Task goal |
Restate the last part of the records below word for word, beginning at the line with "the white paper" and ending at the final line.

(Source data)
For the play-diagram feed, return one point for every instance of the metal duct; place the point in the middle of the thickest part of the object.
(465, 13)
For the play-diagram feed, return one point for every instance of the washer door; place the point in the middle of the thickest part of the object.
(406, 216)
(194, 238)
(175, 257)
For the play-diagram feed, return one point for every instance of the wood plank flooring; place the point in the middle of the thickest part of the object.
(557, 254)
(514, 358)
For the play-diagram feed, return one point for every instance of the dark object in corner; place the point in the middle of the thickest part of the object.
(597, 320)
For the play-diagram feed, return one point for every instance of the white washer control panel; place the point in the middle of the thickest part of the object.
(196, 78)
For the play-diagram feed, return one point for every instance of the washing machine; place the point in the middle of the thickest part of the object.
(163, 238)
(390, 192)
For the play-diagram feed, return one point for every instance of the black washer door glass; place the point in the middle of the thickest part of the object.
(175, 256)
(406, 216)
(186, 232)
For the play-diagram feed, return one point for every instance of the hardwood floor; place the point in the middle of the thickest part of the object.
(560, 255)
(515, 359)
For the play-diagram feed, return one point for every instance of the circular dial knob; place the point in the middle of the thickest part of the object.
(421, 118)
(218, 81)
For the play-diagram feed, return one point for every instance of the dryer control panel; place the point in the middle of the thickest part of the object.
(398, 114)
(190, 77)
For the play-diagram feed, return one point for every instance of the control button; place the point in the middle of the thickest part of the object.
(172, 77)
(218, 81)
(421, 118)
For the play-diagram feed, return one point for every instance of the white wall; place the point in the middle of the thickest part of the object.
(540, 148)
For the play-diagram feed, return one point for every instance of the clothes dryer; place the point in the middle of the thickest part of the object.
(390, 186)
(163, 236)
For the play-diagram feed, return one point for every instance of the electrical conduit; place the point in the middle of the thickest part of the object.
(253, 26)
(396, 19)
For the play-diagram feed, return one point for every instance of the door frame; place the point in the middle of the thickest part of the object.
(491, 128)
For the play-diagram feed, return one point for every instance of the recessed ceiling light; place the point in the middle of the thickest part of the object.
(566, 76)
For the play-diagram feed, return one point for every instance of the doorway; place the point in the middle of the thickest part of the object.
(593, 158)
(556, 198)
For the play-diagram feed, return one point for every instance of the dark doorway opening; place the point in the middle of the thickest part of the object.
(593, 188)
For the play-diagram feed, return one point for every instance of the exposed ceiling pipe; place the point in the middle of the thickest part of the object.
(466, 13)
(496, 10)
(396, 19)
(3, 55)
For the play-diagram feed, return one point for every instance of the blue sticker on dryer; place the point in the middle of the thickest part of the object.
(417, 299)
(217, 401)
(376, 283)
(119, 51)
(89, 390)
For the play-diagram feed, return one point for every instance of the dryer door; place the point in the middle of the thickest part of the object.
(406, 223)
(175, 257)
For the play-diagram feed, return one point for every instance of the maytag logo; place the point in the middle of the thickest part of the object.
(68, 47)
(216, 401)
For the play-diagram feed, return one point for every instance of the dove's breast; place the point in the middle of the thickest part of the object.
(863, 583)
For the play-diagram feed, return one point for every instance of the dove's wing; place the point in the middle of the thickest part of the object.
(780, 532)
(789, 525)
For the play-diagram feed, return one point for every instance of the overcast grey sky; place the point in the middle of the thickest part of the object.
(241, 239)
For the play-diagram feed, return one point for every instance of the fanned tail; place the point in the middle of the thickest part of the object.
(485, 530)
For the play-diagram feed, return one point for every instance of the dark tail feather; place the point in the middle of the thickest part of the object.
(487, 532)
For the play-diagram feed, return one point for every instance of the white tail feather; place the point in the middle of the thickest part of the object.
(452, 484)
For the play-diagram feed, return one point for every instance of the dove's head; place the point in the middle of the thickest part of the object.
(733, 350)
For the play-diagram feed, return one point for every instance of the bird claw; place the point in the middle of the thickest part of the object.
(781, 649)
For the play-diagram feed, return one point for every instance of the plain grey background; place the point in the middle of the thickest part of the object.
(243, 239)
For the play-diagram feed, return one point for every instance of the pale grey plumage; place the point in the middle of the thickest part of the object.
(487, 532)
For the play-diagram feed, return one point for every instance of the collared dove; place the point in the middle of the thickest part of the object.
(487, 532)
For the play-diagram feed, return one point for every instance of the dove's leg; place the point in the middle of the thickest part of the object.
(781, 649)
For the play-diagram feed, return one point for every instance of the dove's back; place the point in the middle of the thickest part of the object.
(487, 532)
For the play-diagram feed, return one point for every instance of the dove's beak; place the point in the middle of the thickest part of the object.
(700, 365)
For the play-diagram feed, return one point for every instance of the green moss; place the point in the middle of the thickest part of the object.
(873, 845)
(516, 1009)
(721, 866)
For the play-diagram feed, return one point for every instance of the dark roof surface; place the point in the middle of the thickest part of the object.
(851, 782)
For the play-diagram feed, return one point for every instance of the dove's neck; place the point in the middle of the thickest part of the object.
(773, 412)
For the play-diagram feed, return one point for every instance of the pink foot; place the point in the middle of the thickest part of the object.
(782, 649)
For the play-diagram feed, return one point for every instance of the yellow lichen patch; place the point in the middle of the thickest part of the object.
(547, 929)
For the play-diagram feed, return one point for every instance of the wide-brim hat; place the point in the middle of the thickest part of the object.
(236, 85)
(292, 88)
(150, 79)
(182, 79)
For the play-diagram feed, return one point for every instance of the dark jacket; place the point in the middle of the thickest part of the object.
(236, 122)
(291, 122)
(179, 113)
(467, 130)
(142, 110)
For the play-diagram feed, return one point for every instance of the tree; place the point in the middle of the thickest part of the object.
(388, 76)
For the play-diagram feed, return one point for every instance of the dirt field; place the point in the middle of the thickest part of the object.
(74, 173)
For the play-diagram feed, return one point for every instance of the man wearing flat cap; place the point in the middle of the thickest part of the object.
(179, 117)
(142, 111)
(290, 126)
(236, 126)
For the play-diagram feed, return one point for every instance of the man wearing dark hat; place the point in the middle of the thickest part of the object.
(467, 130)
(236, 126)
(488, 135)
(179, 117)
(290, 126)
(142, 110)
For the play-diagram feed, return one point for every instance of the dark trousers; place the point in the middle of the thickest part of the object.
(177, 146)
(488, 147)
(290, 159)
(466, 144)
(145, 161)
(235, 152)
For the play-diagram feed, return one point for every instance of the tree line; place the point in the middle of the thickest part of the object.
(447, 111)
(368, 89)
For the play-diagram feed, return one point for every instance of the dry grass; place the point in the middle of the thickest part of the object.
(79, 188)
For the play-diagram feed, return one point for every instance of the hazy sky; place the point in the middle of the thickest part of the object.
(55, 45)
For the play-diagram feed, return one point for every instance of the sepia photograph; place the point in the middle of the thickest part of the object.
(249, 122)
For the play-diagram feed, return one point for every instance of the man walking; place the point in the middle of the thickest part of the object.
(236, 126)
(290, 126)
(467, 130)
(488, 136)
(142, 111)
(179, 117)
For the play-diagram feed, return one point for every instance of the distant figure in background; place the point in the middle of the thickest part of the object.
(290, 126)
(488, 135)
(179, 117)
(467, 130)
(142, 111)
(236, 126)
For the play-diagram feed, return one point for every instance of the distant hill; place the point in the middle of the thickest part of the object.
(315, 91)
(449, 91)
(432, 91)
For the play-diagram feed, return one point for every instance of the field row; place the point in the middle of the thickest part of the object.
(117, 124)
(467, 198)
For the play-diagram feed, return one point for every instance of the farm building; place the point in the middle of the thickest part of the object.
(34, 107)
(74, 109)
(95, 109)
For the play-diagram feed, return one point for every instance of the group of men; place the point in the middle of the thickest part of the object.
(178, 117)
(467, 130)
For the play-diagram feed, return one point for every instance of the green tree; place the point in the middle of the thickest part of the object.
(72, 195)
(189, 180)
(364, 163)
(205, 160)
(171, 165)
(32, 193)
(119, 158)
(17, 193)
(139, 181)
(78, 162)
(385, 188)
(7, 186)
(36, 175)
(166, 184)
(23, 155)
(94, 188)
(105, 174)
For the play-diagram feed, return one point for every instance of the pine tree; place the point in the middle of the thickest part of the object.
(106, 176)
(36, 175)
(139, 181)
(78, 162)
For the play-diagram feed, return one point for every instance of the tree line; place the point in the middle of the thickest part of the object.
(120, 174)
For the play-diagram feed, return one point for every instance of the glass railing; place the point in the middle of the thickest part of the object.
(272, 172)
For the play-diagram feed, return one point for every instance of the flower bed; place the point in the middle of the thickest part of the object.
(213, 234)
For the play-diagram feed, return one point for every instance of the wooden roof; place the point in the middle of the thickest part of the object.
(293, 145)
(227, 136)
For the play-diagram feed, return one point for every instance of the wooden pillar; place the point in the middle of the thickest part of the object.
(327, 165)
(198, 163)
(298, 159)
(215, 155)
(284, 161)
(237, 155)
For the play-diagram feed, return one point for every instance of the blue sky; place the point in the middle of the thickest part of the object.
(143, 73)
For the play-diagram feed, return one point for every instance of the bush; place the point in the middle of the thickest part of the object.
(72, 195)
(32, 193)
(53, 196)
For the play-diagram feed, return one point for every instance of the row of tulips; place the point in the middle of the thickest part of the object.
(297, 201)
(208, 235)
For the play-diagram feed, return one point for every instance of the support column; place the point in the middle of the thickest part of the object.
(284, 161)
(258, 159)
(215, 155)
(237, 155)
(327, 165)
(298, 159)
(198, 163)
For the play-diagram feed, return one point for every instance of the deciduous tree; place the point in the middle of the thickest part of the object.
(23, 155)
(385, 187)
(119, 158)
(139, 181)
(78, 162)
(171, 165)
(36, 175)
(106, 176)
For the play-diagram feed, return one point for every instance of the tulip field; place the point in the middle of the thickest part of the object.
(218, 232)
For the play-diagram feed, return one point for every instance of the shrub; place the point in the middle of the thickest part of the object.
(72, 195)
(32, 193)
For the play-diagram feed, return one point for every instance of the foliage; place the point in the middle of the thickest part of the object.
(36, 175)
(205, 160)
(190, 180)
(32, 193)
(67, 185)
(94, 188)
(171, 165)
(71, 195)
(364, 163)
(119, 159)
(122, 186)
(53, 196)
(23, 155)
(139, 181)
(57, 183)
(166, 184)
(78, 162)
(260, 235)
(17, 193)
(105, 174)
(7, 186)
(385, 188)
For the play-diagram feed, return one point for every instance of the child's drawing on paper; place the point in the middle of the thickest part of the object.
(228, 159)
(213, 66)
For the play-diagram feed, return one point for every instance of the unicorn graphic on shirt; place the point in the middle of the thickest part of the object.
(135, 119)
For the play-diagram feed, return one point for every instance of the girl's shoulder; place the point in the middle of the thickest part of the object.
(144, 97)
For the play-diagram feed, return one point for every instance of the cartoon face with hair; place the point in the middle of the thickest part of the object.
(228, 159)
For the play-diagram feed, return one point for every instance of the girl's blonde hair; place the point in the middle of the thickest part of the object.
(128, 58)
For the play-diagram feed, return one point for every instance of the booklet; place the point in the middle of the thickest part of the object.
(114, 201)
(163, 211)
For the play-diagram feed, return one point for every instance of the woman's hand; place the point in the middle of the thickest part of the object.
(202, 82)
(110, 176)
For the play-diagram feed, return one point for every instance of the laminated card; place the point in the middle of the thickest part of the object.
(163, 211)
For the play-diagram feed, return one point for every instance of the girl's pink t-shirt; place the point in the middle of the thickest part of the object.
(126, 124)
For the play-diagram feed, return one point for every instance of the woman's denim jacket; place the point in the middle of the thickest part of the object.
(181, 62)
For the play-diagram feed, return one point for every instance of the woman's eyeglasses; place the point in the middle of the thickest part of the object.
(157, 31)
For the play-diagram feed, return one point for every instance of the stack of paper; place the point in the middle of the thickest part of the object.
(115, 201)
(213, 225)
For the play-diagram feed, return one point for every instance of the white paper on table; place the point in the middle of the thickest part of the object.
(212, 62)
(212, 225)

Solution to this task |
For the play-diagram feed, return one point for every instance of the white paper on table; place the point in the middle of the thickest part of the object.
(212, 62)
(212, 225)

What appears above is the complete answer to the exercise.